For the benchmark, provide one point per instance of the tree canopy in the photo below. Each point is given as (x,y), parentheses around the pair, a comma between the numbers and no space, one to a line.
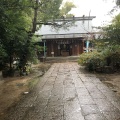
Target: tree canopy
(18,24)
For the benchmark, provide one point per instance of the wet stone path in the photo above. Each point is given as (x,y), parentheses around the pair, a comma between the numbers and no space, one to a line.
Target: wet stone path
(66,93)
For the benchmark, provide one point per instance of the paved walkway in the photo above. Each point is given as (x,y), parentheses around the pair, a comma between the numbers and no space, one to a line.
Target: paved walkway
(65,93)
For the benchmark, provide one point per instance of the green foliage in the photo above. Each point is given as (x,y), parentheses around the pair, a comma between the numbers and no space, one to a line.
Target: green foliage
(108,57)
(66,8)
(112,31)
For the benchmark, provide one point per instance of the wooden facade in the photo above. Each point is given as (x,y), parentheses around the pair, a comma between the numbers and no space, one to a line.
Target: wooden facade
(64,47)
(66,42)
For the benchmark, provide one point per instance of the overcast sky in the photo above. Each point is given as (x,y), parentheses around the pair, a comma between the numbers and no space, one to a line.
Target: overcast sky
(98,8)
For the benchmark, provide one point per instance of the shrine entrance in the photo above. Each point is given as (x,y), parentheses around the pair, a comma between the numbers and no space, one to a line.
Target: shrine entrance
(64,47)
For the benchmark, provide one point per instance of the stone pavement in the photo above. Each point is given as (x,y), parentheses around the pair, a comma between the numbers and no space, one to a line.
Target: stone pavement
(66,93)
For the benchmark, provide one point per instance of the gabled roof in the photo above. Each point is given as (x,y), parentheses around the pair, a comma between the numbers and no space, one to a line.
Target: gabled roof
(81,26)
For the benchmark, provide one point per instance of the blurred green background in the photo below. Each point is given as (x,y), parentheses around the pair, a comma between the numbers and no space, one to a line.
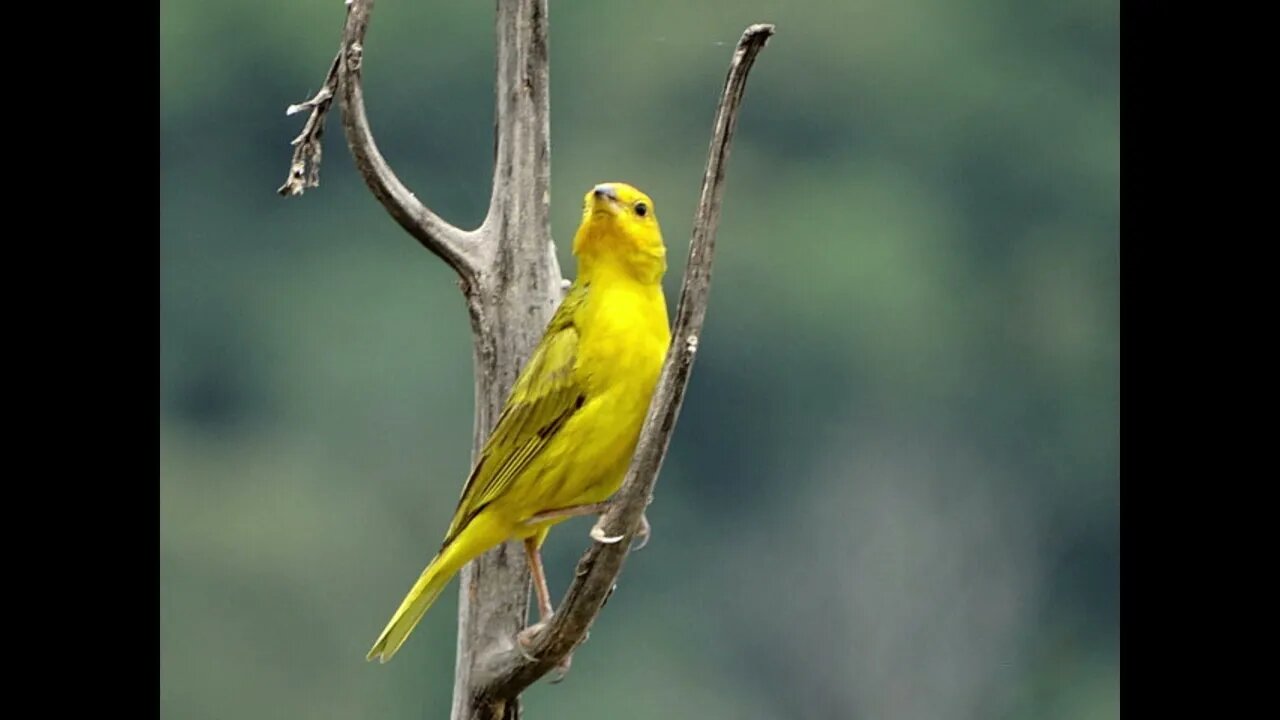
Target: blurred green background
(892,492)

Given request:
Convert everything from the line containing "of the overcast" down to the last line into a two-column CSV headed label_text and points. Each row should hold one labeling text and the points that answer it, each in a single quoted field with line breaks replaced by spaces, and the pictures left out.

Result of the task:
label_text,points
"For the benchmark, provide one point per instance of the overcast sky in the photo above. Each point is given as (x,y), parentheses around the pair, a comma between the numbers and no space, one to a line. Target: overcast sky","(98,8)"
"For the benchmark, provide one point per instance of the shrine entrance in the photo above. Each point is given as (x,y), parentheses around the pair, a comma between the numbers and no space, one to a line. Target: shrine entrance","(64,47)"
"For the benchmark, provide one point per instance of the stone pavement in the photo above. Each point is given as (x,y), parentheses around the pair, a comma between the numbers and no space, one to a line. Target: stone pavement","(66,93)"
"For the benchmark, provide one point per instance of the gabled roof in the photo above. Each point is given as (x,y), parentheses around the pair, a comma between the numbers and no space, one to a line. Target: gabled roof","(81,26)"
"For the benchmark, provide one point per instance of the blurred green background in the photo below. Each point is given as (x,y), parentheses around the pair, a comma between the numbers and no space, one to a line. Target: blurred green background","(892,492)"